┌──

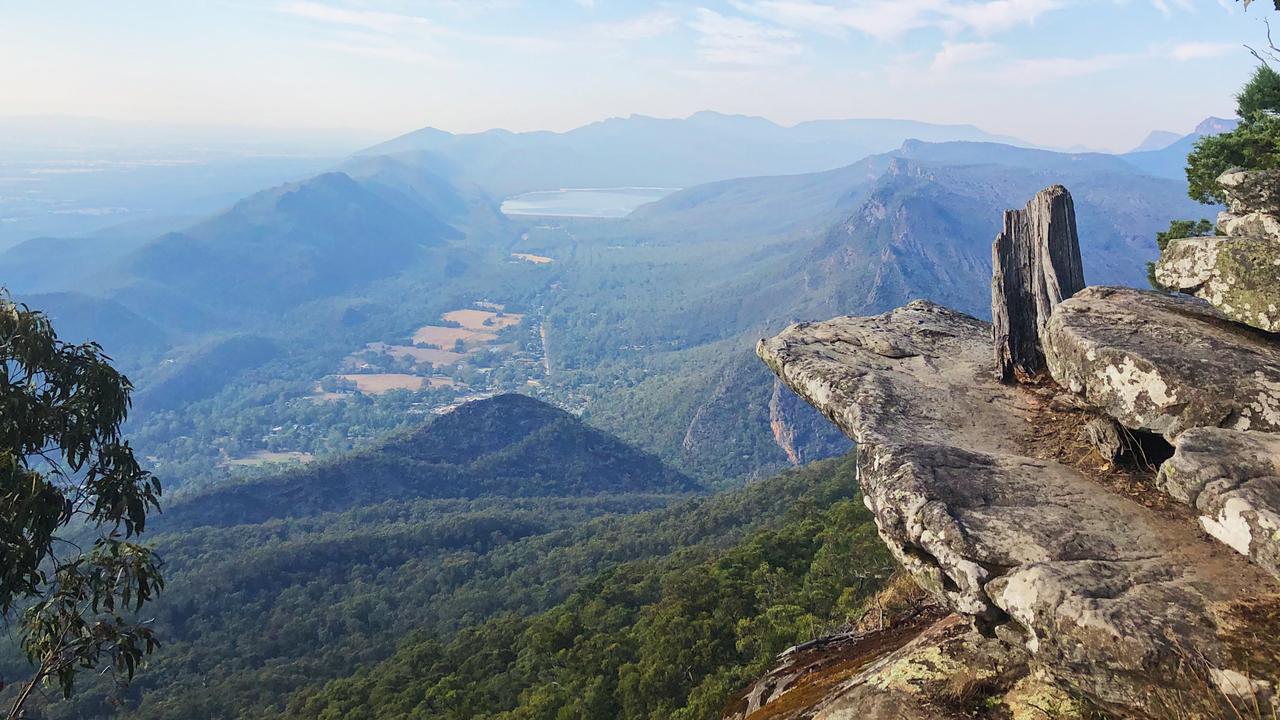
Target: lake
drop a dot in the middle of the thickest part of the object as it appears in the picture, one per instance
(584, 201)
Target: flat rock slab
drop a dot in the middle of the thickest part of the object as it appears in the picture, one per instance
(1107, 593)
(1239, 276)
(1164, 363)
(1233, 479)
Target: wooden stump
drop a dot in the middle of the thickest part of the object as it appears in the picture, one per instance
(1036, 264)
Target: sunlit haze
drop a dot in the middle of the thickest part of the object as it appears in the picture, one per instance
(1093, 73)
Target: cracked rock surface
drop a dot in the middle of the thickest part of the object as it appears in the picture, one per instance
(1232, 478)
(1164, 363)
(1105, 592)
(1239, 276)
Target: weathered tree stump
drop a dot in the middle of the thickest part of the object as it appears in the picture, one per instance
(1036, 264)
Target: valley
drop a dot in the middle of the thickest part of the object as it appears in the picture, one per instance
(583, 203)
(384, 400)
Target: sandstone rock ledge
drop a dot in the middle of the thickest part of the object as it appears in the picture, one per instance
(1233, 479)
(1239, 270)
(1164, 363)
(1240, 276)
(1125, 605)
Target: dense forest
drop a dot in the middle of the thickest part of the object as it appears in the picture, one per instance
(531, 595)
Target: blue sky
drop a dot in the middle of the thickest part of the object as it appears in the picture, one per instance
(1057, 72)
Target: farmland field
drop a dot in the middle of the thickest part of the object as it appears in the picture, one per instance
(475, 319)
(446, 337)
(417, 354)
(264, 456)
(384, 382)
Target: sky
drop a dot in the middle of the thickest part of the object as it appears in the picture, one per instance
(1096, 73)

└──
┌──

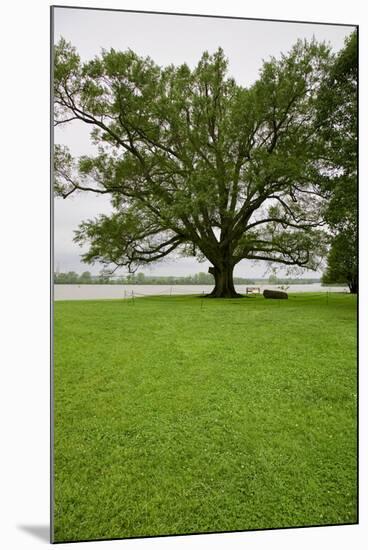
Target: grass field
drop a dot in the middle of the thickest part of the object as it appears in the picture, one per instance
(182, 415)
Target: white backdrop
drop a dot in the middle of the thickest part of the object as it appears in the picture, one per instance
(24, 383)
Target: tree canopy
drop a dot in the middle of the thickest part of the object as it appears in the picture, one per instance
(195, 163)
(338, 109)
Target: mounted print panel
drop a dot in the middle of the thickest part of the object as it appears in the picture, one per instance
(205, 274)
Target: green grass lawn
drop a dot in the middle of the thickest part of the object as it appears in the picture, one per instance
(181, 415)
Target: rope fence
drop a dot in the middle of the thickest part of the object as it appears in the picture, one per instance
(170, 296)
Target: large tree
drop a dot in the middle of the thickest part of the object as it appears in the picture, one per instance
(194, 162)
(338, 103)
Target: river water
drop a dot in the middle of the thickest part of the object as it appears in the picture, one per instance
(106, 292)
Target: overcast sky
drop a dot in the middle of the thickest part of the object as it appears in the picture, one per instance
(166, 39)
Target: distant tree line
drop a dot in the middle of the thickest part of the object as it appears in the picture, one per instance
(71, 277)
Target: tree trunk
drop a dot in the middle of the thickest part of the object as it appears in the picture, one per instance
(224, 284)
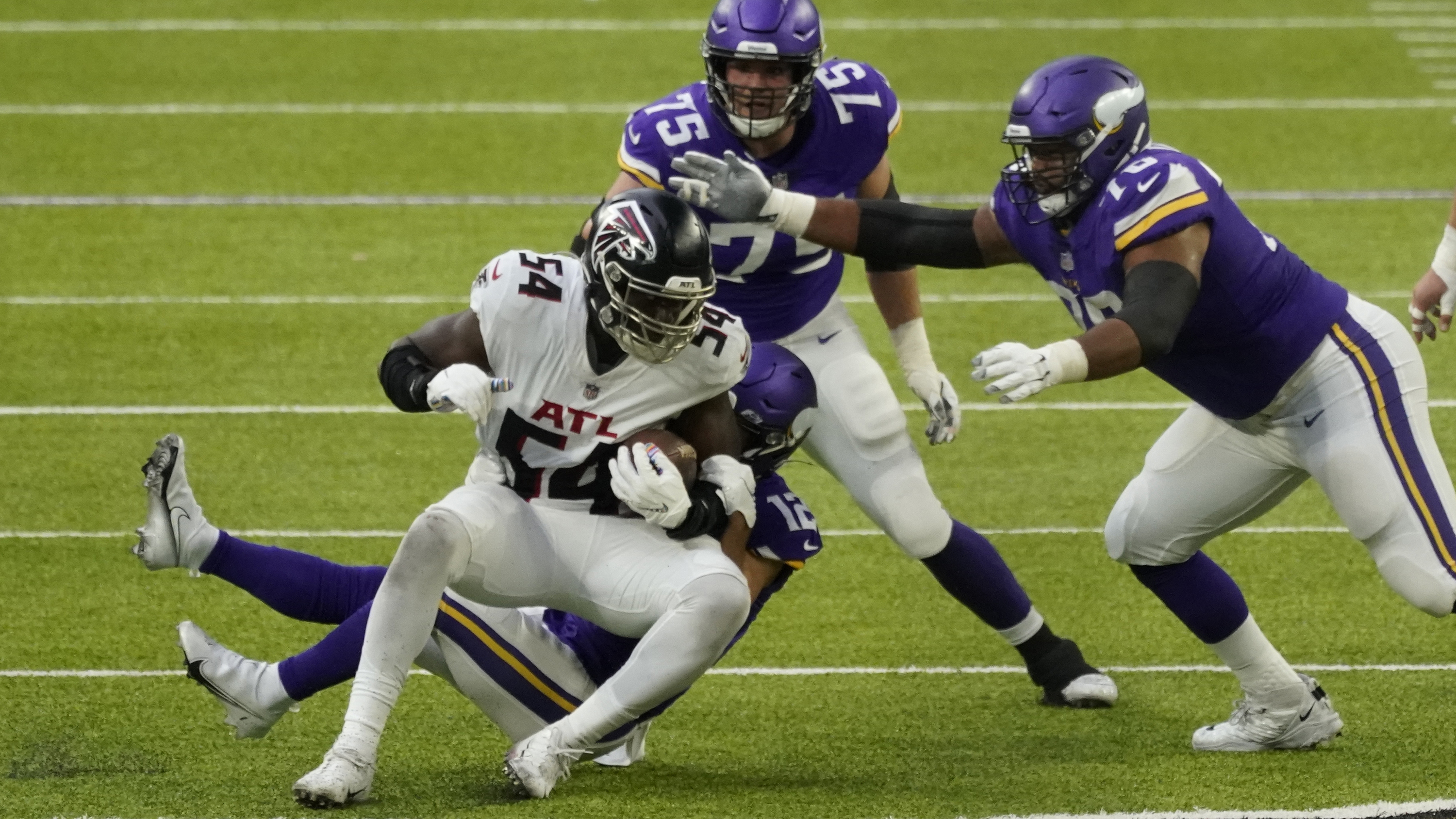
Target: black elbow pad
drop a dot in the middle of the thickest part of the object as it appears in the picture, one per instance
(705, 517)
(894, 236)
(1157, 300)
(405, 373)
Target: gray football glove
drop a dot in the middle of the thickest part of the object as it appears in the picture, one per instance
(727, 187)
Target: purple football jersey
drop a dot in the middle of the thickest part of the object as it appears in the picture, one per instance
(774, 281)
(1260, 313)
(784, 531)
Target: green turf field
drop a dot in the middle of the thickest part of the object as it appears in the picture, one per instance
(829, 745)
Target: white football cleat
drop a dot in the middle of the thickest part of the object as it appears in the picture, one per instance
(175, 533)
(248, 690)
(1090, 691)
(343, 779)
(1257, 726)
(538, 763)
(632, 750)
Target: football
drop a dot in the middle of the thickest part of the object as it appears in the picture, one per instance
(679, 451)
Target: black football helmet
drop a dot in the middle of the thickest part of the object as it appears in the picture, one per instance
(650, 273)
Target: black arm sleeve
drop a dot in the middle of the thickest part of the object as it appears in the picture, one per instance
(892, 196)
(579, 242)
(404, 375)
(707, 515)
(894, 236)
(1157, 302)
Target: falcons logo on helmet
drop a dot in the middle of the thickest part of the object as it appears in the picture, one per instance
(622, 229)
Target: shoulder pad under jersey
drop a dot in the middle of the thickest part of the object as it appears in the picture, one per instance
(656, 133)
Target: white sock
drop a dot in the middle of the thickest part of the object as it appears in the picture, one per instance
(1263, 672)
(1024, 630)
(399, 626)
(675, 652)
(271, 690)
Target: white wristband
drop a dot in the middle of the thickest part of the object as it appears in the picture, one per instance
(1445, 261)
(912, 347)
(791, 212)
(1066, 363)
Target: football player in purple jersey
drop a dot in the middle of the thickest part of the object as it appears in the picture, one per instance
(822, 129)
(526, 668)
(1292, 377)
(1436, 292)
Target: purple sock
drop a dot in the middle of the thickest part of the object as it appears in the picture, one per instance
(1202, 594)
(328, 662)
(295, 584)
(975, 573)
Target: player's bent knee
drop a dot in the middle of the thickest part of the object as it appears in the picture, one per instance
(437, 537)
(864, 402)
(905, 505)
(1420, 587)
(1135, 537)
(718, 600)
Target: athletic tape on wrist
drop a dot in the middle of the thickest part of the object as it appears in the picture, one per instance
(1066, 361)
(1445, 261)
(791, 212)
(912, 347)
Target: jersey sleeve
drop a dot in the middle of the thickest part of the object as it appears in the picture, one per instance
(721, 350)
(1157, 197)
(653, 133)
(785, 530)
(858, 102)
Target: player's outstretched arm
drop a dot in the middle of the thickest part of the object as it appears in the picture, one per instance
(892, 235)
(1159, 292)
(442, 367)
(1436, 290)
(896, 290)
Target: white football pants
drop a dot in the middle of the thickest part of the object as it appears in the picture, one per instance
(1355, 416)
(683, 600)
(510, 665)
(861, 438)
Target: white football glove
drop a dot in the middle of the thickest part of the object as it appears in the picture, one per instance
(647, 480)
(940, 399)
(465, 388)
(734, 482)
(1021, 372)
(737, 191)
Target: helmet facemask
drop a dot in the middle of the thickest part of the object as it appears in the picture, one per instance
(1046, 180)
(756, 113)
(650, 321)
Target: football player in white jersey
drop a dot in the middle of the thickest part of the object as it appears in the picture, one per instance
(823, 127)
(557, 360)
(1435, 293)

└──

Which lines in the data above contain the string "jersey", with uppercase and lowercase treated as different? Copy out each of those lines.

Problem solution ::
Target: purple football jersey
Target: shoulder pad under jersey
Target: football player in purple jersey
Target: jersey sleeve
Target: football player in white jersey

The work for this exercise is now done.